**Text provided:**
####################

Introduction
For over half a century, the pharmacological treatment of depression was dominated by a single idea: that depression results from a deficit of monoamine neurotransmitters -- serotonin, norepinephrine, and dopamine -- and that the solution is to increase their availability. SSRIs, SNRIs, and their predecessors all work on this principle. They also share a critical limitation: they take weeks to work, and roughly one-third of patients do not respond adequately even after multiple medication trials. Ketamine shattered this paradigm. A single intravenous infusion can produce antidepressant effects within hours -- even in patients who have failed every other treatment.

The Discovery
Ketamine was synthesized in 1962 by Calvin Stevens at Parke-Davis and approved as a human anesthetic in 1970. It works primarily by blocking NMDA (N-methyl-D-aspartate) receptors, a type of glutamate receptor central to synaptic plasticity and learning.

####################

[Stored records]
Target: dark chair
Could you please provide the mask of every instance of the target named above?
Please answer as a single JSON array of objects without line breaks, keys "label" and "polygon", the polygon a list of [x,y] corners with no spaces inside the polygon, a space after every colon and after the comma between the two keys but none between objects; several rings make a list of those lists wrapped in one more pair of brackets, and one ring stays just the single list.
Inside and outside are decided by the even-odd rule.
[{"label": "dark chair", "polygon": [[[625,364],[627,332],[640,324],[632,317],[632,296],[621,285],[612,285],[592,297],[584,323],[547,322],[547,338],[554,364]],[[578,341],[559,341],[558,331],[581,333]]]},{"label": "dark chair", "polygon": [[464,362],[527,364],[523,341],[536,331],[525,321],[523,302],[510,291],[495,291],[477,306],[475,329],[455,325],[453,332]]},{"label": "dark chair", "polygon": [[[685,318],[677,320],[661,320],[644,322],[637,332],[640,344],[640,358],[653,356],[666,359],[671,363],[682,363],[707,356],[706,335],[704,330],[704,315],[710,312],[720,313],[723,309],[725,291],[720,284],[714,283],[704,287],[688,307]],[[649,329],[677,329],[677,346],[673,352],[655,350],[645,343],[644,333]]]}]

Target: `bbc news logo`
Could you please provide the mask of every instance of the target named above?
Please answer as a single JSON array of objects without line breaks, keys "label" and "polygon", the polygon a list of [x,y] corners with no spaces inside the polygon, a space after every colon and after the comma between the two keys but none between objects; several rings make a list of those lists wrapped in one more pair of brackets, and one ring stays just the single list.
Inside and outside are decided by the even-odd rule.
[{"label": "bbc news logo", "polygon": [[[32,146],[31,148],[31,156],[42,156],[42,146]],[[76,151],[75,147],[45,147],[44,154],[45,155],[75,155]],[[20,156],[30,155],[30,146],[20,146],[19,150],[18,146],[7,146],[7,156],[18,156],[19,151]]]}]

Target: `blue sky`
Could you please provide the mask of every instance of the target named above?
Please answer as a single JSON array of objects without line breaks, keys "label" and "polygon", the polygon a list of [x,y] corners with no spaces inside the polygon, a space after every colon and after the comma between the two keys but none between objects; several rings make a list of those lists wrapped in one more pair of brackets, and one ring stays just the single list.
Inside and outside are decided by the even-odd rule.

####################

**Task list:**
1 – According to the text on ketamine and depression, in what year was ketamine approved as a human anesthetic?
2 – Print the section of the ketamine text starting at "The Discovery" and ending at "plasticity and learning.".
3 – Proceed with the text on ketamine as a treatment for depression from the point at which it stops.

**Responses per task:**
1 – 1970

2 –
The Discovery
Ketamine was synthesized in 1962 by Calvin Stevens at Parke-Davis and approved as a human anesthetic in 1970. It works primarily by blocking NMDA (N-methyl-D-aspartate) receptors, a type of glutamate receptor central to synaptic plasticity and learning.

3 –
The first hint of antidepressant properties came from researchers at Yale University in the 1990s who were studying ketamine's cognitive effects. Robert Berman and colleagues conducted the first controlled study, published in Biological Psychiatry in 2000. Seven patients with major depression received either a single intravenous ketamine infusion (0.5 mg/kg over 40 minutes) or saline placebo in a randomized, double-blind crossover design. Patients showed significant improvement in depressive symptoms within 72 hours after ketamine but not placebo infusion. The effect was rapid, robust, and unlike anything seen with conventional antidepressants.